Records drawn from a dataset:
::::

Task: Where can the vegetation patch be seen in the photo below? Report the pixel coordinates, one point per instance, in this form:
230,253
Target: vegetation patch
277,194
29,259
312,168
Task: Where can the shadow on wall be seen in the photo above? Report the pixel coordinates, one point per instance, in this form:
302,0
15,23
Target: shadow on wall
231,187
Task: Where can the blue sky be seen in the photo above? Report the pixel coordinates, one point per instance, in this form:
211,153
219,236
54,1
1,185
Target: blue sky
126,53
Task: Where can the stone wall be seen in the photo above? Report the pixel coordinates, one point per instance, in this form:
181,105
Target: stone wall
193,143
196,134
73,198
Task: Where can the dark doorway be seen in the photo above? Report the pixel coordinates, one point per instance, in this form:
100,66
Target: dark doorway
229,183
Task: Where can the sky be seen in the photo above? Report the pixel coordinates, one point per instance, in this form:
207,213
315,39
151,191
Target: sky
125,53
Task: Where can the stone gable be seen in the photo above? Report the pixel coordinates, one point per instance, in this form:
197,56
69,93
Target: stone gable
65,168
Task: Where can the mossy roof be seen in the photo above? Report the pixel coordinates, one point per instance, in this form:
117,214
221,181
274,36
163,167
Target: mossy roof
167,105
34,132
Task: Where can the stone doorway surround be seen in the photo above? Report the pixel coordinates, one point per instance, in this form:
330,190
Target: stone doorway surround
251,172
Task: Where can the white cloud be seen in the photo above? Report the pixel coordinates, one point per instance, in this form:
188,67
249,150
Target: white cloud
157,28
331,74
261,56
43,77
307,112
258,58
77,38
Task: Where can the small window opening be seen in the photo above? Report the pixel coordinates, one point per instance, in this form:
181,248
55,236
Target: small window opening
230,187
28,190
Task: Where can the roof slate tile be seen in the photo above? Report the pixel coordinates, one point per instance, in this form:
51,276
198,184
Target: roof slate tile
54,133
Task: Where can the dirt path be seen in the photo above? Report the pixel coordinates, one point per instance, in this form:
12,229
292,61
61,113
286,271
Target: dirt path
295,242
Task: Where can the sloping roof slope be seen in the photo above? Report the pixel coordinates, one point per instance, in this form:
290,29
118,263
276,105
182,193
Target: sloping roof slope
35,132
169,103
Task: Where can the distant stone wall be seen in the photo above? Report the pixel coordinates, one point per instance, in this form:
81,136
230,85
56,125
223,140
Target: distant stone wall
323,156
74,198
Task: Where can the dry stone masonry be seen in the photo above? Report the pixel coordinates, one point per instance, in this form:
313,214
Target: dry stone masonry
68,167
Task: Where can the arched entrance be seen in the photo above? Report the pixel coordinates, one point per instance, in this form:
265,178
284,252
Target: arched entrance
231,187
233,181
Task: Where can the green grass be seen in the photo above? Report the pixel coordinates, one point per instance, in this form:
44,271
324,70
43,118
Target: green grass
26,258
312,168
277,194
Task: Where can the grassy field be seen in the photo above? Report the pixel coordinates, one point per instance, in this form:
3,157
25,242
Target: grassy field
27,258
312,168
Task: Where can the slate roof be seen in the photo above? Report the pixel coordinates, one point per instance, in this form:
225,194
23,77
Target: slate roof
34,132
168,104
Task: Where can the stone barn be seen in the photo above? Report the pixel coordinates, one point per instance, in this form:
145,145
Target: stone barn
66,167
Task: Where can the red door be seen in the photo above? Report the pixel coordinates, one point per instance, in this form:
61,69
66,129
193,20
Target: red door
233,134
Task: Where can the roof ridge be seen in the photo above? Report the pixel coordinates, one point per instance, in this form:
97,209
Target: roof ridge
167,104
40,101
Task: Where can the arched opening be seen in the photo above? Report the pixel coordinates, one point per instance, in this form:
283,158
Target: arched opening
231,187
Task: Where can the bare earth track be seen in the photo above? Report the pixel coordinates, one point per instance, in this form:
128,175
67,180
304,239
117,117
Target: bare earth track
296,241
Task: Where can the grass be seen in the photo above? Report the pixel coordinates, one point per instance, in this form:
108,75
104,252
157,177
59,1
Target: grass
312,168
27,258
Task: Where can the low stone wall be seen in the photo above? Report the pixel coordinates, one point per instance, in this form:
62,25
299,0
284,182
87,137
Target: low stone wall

::::

• Work task: Write the data out once more. Keep every word the same.

• Response:
Task: Where can the vegetation patch be seen in the photo below? Report the pixel coordinates, one point per instance, in this form:
230,253
Target: vegetation patch
277,194
29,259
312,168
Task: Where can the shadow on wall be seen in the photo above? Report the pixel coordinates, one point per instance, in this form:
302,0
15,23
Target: shadow on wall
231,187
Task: Where can the blue sky be seen in the photo above? Report the pixel coordinates, one point per instance, in this form:
211,153
219,236
54,1
1,185
Target: blue sky
126,53
Task: Where can the stone wall be seen in the photo above? Report the pixel coordinates, one point per instance, in this form:
181,105
Target: stone wall
193,143
196,134
73,198
Task: Where can the dark doorway be seen in the photo above? Report the pixel coordinates, one point per instance, in this form:
100,66
Target: dark doorway
229,183
Task: Where can the sky be seen in the photo above? Report the pixel coordinates, one point per instance, in this form:
207,213
315,39
151,191
Target: sky
125,53
Task: Where can the stone gable be seen in the photo above? Report the pixel coordinates, one point per instance, in this form:
197,56
69,93
Target: stone gable
65,168
Task: Where can the mossy roof be seen in the photo above? Report the pixel coordinates, one point per instance, in this form:
117,214
221,181
274,36
163,167
Target: mossy roof
167,105
34,132
Task: Where can the stone doorway surround be seen in the photo above? Report the pixel coordinates, one point per instance, in this form:
330,190
Target: stone doorway surround
251,172
Task: Where can the white cloud be seen in the photo above? Report the pixel coordinates, one point per instance, in this form:
188,67
249,150
Target: white cloud
157,28
331,74
261,56
43,77
307,112
258,58
77,38
Task: Where can the small window opening be seen in the photo above? Report the pixel coordinates, one point per instance, in this form:
181,248
55,236
Target: small window opening
230,187
28,190
Task: Where can the roof slate tile be seen in the photo above? Report the pixel coordinates, one point per instance, in this form:
51,276
198,184
Target: roof slate tile
54,133
Task: Where can the dirt path be seen in the photo above? Report the pixel coordinates, one point per instance, in this form:
12,229
292,61
61,113
286,271
Target: dirt path
295,242
Task: Where can the sloping roof slope be seen in the photo above? Report the pixel coordinates, one point per instance, in this form:
290,29
118,263
276,105
182,193
Target: sloping roof slope
35,132
169,103
Task: Where can the distant stone wall be seen in the photo above? Report the pixel coordinates, one point per instance, in this form:
81,136
230,85
56,125
223,140
Target: distant stone wall
323,156
74,198
Task: Where can the dry stone masonry be seen in the photo above? Report the pixel coordinates, one point per instance, in this form:
313,214
Target: dry stone masonry
68,167
Task: Where can the arched entrance be seen in the photo above? Report the pixel coordinates, one point per instance, in this form:
265,178
284,252
Target: arched entrance
231,187
233,181
Task: Where can the green grass be seen in the photo above? Report the pixel coordinates, one point per instance, in this form:
44,271
324,70
43,118
Target: green grass
26,258
312,168
277,194
Task: Where can the grassy field be seen in the photo above? Report the pixel coordinates, one point per instance, in this form:
3,157
25,242
Target: grassy field
27,258
312,168
Task: Where can the slate roof be seen in the photo above? Report the pixel coordinates, one point per instance, in this form:
225,194
23,77
Target: slate roof
34,132
168,104
Task: Where can the stone barn be seen in the photo above? Report the pixel coordinates, one point per instance, in this form:
145,145
Target: stone barn
66,167
Task: Where can the red door be seen in the photo above? Report the pixel coordinates, one point per instance, in this form:
61,69
66,129
193,20
Target: red door
233,134
Task: Where can the roof ridge be seen in the photo above? Report the pixel coordinates, one point per instance, in this form:
97,209
Target: roof ridge
167,104
40,101
Task: Where can the arched opening be seen in the photo above? Report the pixel coordinates, one point per instance, in this form:
283,158
Target: arched opening
231,187
Task: Where can the bare earth track be seen in the photo above? Report the pixel coordinates, one point per instance, in this form:
128,175
67,180
304,239
117,117
Target: bare earth track
296,241
Task: Where can the grass be seen in the photo above? Report the pixel coordinates, one point per instance, in this form:
108,75
104,252
157,177
59,1
Target: grass
312,168
27,258
Task: Where can the low stone wall be seen in the photo above? Report the pixel coordinates, one point per instance, in this form:
62,25
299,0
284,182
87,137
Target: low stone wall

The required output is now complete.